TASK OBJECTIVE ->
Repeat the entries below word for word, starting at the line containing "Where can you see the baggy" and ending at the line containing "[[207, 152]]", both included, and nothing else.

#### DATA LISTING

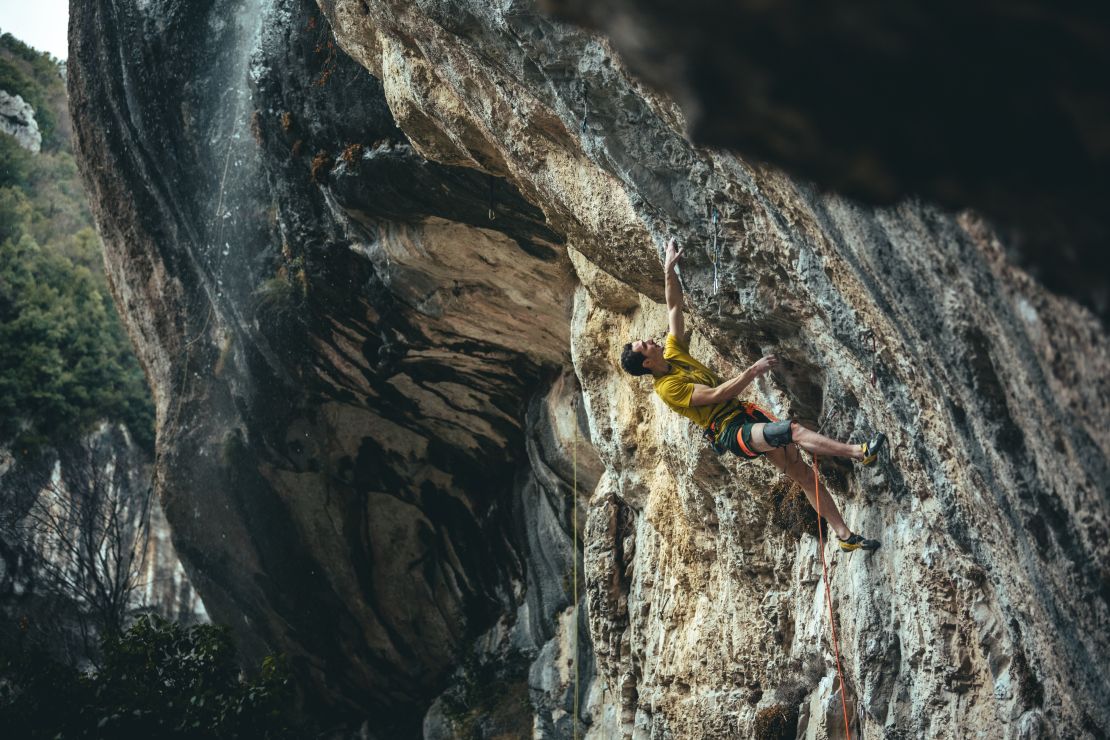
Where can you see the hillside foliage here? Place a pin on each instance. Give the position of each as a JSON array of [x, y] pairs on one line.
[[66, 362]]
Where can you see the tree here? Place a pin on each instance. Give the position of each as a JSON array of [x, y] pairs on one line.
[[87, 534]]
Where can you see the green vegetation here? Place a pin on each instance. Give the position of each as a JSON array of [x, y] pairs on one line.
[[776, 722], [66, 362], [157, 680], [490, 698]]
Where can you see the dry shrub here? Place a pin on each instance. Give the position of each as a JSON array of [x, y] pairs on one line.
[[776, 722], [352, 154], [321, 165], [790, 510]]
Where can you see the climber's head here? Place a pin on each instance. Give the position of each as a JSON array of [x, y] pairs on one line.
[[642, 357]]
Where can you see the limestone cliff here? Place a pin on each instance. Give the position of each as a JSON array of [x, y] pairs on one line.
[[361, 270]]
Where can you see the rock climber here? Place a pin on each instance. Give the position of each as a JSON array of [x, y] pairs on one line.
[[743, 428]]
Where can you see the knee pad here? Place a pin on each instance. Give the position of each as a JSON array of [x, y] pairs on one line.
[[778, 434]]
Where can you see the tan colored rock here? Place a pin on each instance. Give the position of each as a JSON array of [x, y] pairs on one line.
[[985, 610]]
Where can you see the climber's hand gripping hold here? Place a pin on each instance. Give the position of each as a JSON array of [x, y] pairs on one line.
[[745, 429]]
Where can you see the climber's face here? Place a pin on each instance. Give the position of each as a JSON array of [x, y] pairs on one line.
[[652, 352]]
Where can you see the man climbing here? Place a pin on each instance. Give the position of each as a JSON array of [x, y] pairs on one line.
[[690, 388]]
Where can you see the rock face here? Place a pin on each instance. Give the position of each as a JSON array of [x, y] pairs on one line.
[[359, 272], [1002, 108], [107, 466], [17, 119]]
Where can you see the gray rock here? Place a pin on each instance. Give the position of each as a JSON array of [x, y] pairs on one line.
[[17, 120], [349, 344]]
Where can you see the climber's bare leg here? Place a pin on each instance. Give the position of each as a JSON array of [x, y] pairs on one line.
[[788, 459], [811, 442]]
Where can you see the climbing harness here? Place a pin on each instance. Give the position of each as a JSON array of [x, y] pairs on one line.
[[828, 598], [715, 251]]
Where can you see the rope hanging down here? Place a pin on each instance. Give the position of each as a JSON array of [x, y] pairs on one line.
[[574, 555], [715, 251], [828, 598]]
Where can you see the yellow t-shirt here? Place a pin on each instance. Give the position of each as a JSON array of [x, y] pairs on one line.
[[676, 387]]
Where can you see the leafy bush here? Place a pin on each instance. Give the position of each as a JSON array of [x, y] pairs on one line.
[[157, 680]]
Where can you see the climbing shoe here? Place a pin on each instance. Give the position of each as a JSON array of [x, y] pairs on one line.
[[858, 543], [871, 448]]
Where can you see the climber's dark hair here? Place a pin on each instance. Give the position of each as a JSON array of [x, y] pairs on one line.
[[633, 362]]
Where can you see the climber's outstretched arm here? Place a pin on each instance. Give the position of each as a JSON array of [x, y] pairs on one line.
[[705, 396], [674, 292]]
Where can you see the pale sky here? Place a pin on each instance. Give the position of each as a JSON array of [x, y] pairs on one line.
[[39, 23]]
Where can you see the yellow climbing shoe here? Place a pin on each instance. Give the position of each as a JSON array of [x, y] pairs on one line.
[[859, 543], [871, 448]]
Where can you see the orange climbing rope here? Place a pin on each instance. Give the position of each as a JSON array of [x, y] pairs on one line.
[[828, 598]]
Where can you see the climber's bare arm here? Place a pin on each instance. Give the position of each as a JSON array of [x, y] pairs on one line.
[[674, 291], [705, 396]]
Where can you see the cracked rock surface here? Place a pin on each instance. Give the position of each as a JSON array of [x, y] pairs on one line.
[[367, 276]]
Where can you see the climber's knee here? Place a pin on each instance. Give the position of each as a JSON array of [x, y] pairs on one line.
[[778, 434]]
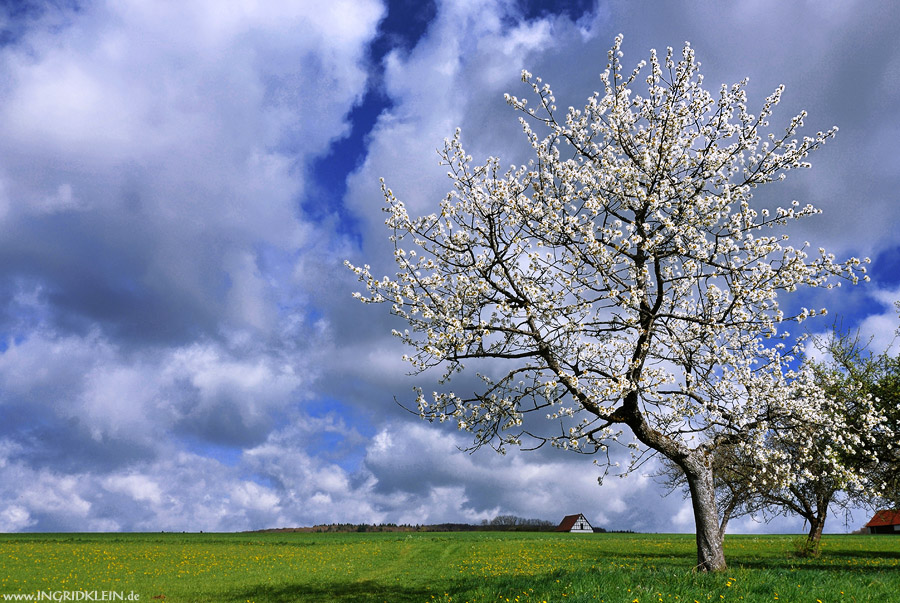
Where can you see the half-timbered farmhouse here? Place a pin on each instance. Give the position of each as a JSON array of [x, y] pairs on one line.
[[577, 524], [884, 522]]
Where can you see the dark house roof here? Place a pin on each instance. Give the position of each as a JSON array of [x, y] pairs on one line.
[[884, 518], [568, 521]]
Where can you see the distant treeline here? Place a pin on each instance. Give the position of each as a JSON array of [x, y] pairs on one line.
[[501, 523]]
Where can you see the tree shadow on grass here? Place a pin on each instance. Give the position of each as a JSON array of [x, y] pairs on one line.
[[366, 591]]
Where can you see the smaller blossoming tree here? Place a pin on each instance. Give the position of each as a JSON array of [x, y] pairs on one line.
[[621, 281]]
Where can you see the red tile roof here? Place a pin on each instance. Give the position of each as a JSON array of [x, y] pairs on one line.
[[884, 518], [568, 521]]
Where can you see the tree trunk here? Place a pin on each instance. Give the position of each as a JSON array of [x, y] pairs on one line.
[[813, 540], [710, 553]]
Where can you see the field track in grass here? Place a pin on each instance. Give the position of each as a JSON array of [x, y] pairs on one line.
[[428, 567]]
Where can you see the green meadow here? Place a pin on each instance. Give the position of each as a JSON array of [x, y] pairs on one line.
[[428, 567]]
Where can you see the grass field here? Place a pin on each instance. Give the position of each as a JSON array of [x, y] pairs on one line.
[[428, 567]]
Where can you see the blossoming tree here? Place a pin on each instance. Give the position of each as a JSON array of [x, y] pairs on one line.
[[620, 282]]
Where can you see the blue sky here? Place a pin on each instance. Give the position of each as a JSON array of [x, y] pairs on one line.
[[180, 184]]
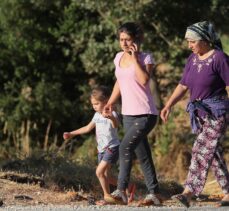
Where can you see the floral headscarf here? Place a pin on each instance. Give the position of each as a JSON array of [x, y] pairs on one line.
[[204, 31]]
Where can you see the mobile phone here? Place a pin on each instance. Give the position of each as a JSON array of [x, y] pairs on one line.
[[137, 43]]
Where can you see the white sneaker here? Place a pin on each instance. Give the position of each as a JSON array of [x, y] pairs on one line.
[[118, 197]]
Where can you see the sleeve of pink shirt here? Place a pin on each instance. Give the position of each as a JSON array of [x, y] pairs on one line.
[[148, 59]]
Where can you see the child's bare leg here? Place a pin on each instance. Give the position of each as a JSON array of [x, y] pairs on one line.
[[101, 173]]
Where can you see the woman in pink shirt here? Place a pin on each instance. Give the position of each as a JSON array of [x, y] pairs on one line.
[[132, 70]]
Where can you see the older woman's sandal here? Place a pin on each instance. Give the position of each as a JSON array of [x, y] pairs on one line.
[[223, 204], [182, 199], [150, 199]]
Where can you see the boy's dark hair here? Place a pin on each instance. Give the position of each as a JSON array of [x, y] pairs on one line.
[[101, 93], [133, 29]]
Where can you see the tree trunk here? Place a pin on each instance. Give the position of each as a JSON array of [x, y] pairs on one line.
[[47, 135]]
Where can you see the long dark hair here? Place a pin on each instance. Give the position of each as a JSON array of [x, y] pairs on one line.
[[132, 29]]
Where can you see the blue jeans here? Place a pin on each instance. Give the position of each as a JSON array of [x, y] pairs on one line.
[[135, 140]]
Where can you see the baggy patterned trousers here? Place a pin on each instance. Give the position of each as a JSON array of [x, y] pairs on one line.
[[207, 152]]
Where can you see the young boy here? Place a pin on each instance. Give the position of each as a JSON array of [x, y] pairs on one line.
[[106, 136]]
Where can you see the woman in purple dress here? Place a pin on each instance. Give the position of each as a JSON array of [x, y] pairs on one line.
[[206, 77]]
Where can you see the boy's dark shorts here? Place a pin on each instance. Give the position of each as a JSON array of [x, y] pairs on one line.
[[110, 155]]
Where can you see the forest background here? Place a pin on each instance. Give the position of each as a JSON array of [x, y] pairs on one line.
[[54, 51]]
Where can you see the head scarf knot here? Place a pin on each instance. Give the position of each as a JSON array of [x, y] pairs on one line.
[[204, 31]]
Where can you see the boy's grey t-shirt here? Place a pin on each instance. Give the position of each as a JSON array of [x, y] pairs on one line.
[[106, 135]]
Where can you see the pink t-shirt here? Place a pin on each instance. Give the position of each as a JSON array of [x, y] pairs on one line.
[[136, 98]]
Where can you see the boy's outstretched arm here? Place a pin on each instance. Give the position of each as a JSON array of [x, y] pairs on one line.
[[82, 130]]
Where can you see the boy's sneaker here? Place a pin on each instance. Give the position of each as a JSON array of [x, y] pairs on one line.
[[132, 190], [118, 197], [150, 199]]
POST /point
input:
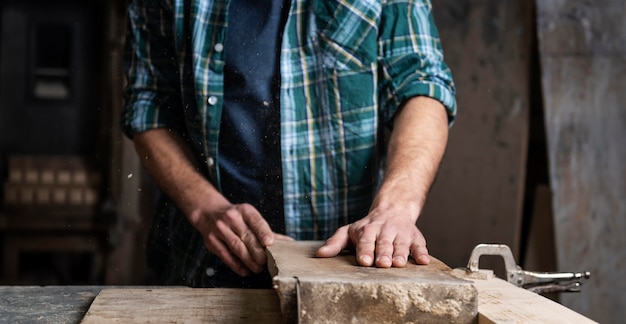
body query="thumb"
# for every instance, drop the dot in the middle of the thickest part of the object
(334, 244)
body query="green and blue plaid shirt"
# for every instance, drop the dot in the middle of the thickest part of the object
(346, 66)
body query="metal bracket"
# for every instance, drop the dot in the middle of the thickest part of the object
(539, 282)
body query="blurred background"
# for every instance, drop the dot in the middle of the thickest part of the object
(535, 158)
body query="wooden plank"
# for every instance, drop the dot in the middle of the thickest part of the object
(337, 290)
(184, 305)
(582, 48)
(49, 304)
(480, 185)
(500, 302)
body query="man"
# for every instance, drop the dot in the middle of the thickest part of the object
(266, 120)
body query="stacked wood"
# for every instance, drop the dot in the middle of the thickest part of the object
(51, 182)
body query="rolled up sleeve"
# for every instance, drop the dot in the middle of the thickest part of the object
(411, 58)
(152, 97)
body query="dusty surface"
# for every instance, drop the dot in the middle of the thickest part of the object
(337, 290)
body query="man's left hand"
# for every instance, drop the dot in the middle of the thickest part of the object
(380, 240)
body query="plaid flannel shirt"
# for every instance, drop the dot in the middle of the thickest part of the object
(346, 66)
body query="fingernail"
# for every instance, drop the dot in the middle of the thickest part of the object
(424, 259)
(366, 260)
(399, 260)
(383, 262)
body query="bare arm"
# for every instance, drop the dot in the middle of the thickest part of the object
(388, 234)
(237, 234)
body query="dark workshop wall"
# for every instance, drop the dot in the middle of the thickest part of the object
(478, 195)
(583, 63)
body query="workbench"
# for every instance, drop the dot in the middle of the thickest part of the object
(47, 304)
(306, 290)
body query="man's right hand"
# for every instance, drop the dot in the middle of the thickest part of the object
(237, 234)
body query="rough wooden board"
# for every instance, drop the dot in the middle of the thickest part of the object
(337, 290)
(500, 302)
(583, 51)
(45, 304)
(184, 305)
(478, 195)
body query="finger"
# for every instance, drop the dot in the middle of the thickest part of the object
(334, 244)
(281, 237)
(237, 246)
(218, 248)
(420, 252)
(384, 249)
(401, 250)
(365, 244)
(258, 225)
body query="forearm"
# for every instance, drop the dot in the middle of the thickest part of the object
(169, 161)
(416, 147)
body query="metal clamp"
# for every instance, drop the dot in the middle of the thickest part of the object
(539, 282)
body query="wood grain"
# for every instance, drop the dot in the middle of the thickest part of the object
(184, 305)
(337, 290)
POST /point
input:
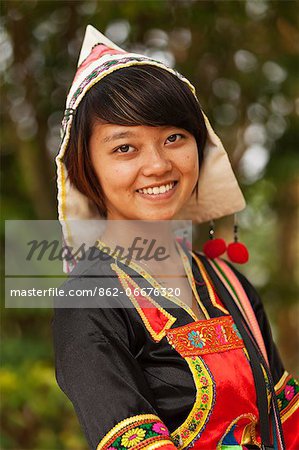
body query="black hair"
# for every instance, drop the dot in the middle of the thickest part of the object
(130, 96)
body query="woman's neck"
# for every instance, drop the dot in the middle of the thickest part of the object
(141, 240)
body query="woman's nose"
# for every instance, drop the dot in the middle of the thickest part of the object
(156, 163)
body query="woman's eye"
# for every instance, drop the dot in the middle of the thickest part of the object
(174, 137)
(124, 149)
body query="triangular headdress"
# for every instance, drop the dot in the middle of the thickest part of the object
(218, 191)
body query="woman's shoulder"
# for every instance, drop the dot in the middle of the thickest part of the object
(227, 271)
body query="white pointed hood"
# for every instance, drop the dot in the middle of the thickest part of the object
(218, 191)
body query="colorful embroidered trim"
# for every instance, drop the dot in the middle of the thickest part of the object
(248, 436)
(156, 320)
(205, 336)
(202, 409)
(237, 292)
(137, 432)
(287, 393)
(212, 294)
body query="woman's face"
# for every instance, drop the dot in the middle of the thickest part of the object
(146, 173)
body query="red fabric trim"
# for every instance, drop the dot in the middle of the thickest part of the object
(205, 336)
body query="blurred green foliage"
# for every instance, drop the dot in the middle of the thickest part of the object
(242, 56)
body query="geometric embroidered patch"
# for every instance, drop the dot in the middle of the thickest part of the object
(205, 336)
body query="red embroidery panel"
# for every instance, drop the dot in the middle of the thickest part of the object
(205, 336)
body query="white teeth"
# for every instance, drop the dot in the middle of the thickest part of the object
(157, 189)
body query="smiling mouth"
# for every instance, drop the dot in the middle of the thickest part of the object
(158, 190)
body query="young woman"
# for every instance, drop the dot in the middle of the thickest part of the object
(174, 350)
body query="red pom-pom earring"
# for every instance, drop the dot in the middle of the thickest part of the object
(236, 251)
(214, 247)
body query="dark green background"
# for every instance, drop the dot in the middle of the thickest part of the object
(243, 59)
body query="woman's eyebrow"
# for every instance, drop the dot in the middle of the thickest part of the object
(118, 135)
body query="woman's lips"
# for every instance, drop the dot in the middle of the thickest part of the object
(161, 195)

########

THE COMPLETED TASK ->
Where can you see the baggy patterned trousers here? Place a pin on each instance. Give the position of each as a JSON array of [x, y] pairs on one line.
[[207, 152]]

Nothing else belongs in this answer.